STATED EXERCISE 1 >> In the Saunders biography below, explain in one to three sentences why the name Clement Scott is tied to Albert Bokhare Saunders.
STATED EXERCISE 2 >> Resume the Saunders biography, starting after its last sentence.

START SUPPLIED TEXT

Albert Bokhare Saunders (1880–1946) was a successful and prolific composer of romantic and light classical music. He worked as an arranger for Sydney music publisher W.H. Palings. He worked under various pseudonyms including Albert Earl and Albert Trelba but is most widely known as Clement Scott.

Saunders was born in Brewarrina, rural New South Wales. He has been credited as composer of "Swiss Cradle Song", possibly collected from the Māori folk song "Po Ata Rau" and given English language lyrics as "Now is the Hour", sung by departing troops in The Great War and recalled by patriotic New Zealanders. During his life, he successfully sued a Sydney entertainment producer for breach of copyright, but his widow was unsuccessful making the same claim on Palings for the famous cradle song. The song was an international hit.

On at least one occasion, Saunders acted as bandmaster for a group playing brass. 

Several solo piano editions of Saunder's popular "Comet March" are preserved in Australian libraries. The original 1910 edition for trio of piano, cornet and violin seems to have been lost, yet the piece was still being orchestrated by amateurs twenty years later.

END SUPPLIED TEXT
START RECORDS PROVIDED

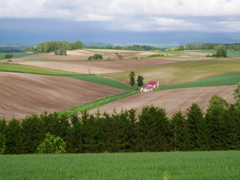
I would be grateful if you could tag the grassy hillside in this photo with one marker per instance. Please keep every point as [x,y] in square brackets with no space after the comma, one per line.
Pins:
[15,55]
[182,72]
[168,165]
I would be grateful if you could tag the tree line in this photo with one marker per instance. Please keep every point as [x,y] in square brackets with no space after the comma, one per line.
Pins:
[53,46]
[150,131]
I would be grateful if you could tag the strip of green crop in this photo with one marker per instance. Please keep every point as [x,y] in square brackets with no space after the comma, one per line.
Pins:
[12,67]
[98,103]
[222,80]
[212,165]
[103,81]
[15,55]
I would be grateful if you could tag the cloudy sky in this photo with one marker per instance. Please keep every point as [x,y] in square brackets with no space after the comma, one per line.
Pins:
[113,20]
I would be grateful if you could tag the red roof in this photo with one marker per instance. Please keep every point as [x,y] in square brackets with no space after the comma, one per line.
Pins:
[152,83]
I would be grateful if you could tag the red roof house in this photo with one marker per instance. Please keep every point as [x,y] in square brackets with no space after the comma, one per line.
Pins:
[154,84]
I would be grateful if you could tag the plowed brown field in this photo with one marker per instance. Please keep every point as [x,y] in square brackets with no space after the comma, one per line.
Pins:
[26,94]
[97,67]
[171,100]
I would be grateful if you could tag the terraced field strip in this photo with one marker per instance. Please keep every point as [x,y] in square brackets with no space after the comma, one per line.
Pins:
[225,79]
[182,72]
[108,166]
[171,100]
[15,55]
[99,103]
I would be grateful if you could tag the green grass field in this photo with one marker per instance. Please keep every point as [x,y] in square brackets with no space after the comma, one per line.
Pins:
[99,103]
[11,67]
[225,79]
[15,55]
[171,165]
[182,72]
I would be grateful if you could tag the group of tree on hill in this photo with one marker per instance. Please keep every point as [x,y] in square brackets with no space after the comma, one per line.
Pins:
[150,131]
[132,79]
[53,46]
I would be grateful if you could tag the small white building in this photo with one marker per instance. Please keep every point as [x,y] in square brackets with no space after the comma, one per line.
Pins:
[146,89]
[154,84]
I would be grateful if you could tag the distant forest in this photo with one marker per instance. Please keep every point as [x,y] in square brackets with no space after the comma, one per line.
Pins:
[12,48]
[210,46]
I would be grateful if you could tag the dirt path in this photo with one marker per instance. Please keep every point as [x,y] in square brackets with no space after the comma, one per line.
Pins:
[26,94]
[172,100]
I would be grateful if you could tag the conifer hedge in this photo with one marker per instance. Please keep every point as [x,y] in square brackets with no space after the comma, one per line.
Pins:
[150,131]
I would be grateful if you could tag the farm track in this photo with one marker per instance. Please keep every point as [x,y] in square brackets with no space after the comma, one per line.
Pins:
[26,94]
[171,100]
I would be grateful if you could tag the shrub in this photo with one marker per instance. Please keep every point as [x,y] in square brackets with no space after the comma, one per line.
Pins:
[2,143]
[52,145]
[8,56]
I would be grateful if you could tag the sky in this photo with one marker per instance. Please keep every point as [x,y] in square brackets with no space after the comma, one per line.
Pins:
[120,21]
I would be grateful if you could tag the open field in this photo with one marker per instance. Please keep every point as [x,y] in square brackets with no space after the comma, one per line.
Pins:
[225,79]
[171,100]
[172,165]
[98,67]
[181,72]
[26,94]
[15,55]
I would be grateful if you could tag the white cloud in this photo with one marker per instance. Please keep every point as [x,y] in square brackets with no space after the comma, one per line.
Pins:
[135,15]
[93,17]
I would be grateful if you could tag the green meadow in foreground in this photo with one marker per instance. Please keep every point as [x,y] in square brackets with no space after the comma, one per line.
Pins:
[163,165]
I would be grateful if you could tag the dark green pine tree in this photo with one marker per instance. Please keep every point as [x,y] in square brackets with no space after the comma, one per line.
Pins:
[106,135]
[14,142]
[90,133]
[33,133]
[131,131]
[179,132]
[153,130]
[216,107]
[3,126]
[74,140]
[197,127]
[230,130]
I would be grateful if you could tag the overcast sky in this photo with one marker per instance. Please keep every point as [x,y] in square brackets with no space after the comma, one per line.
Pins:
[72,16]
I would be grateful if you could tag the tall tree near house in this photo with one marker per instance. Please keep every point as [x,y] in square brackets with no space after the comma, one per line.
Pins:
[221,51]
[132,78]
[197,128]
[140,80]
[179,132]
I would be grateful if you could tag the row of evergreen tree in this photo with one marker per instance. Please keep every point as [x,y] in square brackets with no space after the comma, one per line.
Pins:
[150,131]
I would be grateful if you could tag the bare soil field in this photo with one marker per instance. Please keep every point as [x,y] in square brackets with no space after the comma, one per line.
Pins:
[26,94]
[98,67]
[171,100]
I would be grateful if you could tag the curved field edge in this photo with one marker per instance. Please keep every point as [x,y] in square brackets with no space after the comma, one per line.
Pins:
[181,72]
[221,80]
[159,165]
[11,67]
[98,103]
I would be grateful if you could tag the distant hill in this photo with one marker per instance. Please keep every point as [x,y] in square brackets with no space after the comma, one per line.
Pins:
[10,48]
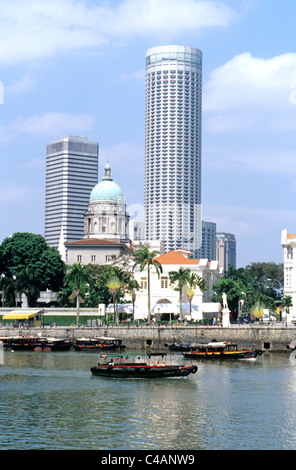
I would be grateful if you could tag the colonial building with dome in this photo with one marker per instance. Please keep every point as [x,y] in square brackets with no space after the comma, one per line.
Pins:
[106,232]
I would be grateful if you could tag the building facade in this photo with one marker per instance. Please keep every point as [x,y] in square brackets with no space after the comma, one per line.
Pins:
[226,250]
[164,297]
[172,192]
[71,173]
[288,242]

END RECORDS PROVIDED
START RECORDS PROVIDED

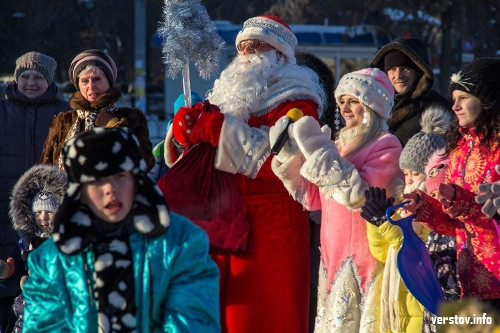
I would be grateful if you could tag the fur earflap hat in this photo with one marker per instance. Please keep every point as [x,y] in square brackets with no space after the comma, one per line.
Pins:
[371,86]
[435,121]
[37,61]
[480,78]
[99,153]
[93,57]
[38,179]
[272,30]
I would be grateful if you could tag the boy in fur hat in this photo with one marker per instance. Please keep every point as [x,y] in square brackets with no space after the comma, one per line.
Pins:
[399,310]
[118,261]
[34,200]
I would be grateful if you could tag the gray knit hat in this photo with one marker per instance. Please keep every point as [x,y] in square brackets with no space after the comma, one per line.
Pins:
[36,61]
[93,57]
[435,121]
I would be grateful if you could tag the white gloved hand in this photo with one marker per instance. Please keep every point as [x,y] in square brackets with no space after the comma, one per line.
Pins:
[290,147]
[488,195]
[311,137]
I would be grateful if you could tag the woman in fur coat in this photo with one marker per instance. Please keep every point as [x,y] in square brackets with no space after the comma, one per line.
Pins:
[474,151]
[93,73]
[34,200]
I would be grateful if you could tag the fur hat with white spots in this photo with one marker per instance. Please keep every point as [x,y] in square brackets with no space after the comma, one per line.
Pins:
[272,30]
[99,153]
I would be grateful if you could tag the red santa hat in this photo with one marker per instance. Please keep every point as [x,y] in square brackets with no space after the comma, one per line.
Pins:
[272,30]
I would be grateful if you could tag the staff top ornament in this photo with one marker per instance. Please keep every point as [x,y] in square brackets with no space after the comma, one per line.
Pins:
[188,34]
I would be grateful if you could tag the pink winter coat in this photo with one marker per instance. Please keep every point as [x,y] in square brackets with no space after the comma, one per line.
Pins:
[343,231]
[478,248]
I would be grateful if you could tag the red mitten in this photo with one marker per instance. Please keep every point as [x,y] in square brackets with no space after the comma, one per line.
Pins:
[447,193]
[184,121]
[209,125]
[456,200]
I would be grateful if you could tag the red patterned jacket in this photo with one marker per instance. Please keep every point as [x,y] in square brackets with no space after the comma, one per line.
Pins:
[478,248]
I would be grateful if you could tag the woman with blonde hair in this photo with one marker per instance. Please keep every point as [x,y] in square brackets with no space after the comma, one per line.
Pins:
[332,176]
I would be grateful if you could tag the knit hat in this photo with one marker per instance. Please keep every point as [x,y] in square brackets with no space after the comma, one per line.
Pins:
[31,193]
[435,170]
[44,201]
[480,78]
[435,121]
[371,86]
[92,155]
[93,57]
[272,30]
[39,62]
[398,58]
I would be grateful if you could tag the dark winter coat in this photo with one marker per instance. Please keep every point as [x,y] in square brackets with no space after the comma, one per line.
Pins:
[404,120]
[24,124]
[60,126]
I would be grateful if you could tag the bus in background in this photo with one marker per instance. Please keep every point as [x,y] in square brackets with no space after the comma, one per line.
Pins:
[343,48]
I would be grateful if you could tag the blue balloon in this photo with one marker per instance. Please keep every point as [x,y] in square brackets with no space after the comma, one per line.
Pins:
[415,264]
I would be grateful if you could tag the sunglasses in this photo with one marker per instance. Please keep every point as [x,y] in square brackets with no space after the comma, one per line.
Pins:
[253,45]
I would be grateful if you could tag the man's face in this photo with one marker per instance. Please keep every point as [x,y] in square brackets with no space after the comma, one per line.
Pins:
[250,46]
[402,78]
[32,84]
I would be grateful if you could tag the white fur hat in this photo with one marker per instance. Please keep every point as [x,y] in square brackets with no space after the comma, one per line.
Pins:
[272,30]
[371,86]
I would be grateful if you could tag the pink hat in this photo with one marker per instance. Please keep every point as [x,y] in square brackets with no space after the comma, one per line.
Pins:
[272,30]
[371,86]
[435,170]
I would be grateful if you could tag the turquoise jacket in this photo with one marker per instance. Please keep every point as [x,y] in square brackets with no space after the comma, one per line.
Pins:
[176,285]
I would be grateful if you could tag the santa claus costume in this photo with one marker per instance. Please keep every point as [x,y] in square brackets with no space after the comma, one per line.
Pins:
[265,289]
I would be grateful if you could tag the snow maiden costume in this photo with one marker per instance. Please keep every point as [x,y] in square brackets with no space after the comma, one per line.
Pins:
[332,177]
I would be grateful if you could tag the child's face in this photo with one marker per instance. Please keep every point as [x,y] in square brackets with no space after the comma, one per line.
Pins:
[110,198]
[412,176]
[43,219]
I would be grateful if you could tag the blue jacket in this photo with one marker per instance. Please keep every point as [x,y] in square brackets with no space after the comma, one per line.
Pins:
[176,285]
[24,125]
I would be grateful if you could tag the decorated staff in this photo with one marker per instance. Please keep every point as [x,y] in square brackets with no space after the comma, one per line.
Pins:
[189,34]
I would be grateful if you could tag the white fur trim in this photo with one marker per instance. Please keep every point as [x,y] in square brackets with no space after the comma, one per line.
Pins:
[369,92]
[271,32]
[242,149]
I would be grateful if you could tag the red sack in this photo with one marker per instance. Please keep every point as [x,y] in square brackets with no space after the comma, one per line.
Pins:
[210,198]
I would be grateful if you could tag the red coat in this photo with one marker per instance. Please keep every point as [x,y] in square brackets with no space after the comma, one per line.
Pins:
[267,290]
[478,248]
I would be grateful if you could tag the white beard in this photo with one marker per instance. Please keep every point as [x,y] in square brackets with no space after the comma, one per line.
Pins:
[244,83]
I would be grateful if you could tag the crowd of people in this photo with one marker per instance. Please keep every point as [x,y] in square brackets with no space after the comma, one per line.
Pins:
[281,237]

END RECORDS PROVIDED

EXERCISE RESULT 1 >> Saunders worked under various pseudonyms, including Albert Earl and Albert Trelba. Clement Scott was another of these names, and it is the one by which he is most widely known.

EXERCISE RESULT 2 >>
Works

Orchestrated Works
Saunders composed about three hundred pieces during his lifetime, of which over two hundred are preserved in Australian libraries. His later works show a capacity for originality and counterpoint. These pieces of ensemble music are orchestrated for trio of violin, cornet and piano and sometimes for quartette including double bass.

 1913 Swiss Cradle Song 
 1919 Cuddles
 1919 Wirra Warra Schottische
 Devotion Waltz
 Alpine Violets
 Loves Melody 
 1920 Love's Melody
 Swiss Scenes 
 Australian Cradle Song (trio for piano, cornet, violin)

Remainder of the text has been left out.